** Opening Supplied entries block **
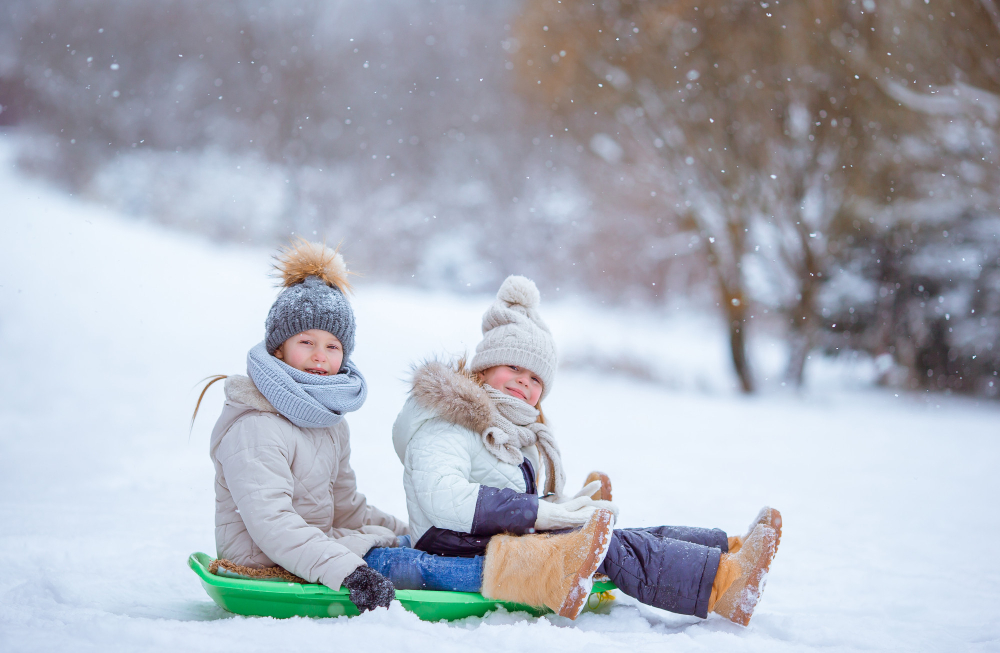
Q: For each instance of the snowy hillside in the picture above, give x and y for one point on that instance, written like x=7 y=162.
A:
x=107 y=324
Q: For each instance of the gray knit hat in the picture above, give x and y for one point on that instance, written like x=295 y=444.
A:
x=315 y=279
x=514 y=333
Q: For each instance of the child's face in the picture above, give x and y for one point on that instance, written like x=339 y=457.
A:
x=314 y=351
x=514 y=381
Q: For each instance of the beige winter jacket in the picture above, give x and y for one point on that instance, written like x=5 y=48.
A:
x=287 y=496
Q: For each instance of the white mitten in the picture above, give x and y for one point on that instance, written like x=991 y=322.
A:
x=384 y=537
x=574 y=512
x=367 y=538
x=588 y=490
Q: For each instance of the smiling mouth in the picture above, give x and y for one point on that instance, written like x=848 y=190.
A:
x=517 y=393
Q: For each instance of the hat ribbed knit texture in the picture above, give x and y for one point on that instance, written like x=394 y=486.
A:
x=514 y=333
x=311 y=304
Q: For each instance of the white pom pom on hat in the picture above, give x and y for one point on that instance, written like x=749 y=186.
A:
x=514 y=333
x=519 y=291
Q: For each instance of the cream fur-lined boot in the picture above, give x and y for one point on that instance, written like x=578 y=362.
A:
x=767 y=516
x=740 y=579
x=554 y=570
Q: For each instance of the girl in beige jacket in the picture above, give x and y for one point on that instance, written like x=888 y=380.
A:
x=285 y=493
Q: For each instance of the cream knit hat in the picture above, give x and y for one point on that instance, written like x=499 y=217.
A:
x=514 y=333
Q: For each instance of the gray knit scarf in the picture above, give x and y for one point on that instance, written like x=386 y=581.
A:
x=513 y=425
x=307 y=400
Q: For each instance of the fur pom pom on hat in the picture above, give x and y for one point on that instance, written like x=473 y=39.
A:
x=514 y=333
x=315 y=281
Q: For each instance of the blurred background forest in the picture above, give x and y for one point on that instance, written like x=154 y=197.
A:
x=825 y=171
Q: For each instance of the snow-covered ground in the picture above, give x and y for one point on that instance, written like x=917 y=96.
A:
x=107 y=324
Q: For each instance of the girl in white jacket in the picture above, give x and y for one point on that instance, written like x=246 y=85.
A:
x=285 y=493
x=472 y=440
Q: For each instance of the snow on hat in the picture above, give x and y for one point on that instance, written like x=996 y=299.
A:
x=315 y=280
x=514 y=333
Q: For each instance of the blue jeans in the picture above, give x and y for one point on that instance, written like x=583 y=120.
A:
x=411 y=569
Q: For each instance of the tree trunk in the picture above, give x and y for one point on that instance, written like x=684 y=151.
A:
x=738 y=344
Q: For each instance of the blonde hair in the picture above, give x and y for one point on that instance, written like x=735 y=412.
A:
x=211 y=380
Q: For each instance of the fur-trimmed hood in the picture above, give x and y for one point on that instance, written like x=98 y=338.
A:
x=441 y=390
x=241 y=389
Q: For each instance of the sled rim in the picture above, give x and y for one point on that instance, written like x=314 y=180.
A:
x=282 y=599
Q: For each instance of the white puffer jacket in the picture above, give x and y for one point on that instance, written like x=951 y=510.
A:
x=445 y=464
x=286 y=495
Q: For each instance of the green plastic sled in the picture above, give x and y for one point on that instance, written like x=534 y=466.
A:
x=264 y=598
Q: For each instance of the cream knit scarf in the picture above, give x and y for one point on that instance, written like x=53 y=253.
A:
x=514 y=425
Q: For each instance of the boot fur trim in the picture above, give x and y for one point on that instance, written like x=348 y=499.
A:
x=231 y=569
x=554 y=570
x=746 y=573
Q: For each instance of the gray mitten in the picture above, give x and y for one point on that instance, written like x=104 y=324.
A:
x=369 y=589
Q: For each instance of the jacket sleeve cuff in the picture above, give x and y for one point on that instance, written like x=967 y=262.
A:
x=503 y=510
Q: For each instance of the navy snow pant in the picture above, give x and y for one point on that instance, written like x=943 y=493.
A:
x=668 y=567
** Closing Supplied entries block **
_Instructions to follow_
Restate the records above in full, word for word. Keep pictures out.

_Worked solution_
Q: For each instance of the snowy hillside in the picture above, give x and y for one point on that instance, written like x=7 y=162.
A:
x=107 y=324
Q: For each instance of the gray knit hat in the picture above, give x and y for one point on that instance, written like x=295 y=444.
A:
x=315 y=279
x=514 y=333
Q: For each instance of the child's face in the picture above, give x and y for one point on that instance, written like x=339 y=457.
A:
x=314 y=351
x=514 y=381
Q: For each instance of the beige winter jacket in the picture above, give x and y for one point on that instance, written like x=5 y=48.
A:
x=287 y=496
Q: For each instance of the white mitten in the picture above, give x and y for one point on that instance, written like x=991 y=322.
A:
x=384 y=537
x=574 y=512
x=367 y=538
x=588 y=490
Q: For each instance of the smiling mouth in the picture above, give x and y for one point on that instance, written like x=848 y=190.
A:
x=517 y=393
Q: For each instance of the hat ribbed knit texture in the picture above, give x and y for one point on that instance, written like x=394 y=486.
A:
x=514 y=333
x=311 y=304
Q: For each instance of the white pom pom on hat in the picture above, give x and y for one point on that instance, written like x=749 y=186.
A:
x=514 y=333
x=519 y=291
Q: For each instance of the cream fur-lined boot in the picture above, give x and y for one point on that instance, written like x=578 y=362.
A:
x=767 y=516
x=740 y=579
x=554 y=570
Q: For each instance of the girl in beige jacket in the picture above, give x and y for one point on that instance, written like x=888 y=380.
A:
x=285 y=493
Q: For each instance of the cream knit hat in the picture above, give x and y for one point on that instance, written like x=499 y=217.
A:
x=514 y=333
Q: For each instance of the gray knit scarf in the picture above, give x and y for one point on that instance, written like x=386 y=581.
A:
x=513 y=425
x=307 y=400
Q: For each instance of the fur pom pom on hat in the picture above, give x and y for one point on that instance, written like x=473 y=39.
A:
x=514 y=333
x=315 y=281
Q: For each instance of the blurred background forest in the picture above, give x and y for one point on that instance, written like x=154 y=197.
A:
x=825 y=171
Q: For each instance of the snow-covered ground in the picture above, give x and y for one point on that instance, written like x=917 y=96.
A:
x=107 y=324
Q: For each instance of the girl in white jacket in the picture above, give x and y for one point on that instance, written like x=246 y=85.
A:
x=285 y=493
x=472 y=440
Q: For each instance of the snow on hat in the picture above, give x and y for one point on that instance, written like x=996 y=299.
A:
x=315 y=280
x=514 y=333
Q: For each instance of the blue jeans in the picture above, give x and y for one point on that instance, written like x=583 y=120.
A:
x=411 y=569
Q: For each instance of the tree trunk in the picture above, give x and y for one point on that instance, written like x=684 y=151.
A:
x=738 y=344
Q: For each instance of the blonde hair in the picture above, give x and y for one point on that instance, written like x=735 y=412.
A:
x=211 y=380
Q: For each instance of the fur-trimmed hood in the picture above, give x and y for one point on that instance, written like x=98 y=338.
A:
x=441 y=390
x=241 y=389
Q: For each instance of the sled rim in the picture above, give x and y for one point on that instance, written like x=314 y=180.
A:
x=282 y=599
Q: For each instance of the white puffer jacket in the picture above, give x and y for one point on that instance, written like x=951 y=510.
A:
x=445 y=464
x=286 y=495
Q: For each instance of the green plastic sled in the picture above, give x and y for one point on that instance, written like x=534 y=466.
A:
x=264 y=598
Q: For each instance of the cream knit scarf in the picture above, give x and y for one point on that instance, written like x=53 y=253.
A:
x=514 y=425
Q: For each instance of the boot fur trim in the picture above, give x and y for one point on that instance, written like x=348 y=499.
A:
x=231 y=569
x=554 y=570
x=746 y=573
Q: For each instance of the gray mitten in the picture above, give x and y for one point on that instance, written like x=104 y=324.
A:
x=369 y=589
Q: For each instance of the jacket sleeve cuff in the picture above, give x and y for one point on that instance, written like x=967 y=262.
A:
x=503 y=510
Q: For each instance of the navy snow pant in the picture above, give x and y for one point on that instance, written like x=943 y=493.
A:
x=668 y=567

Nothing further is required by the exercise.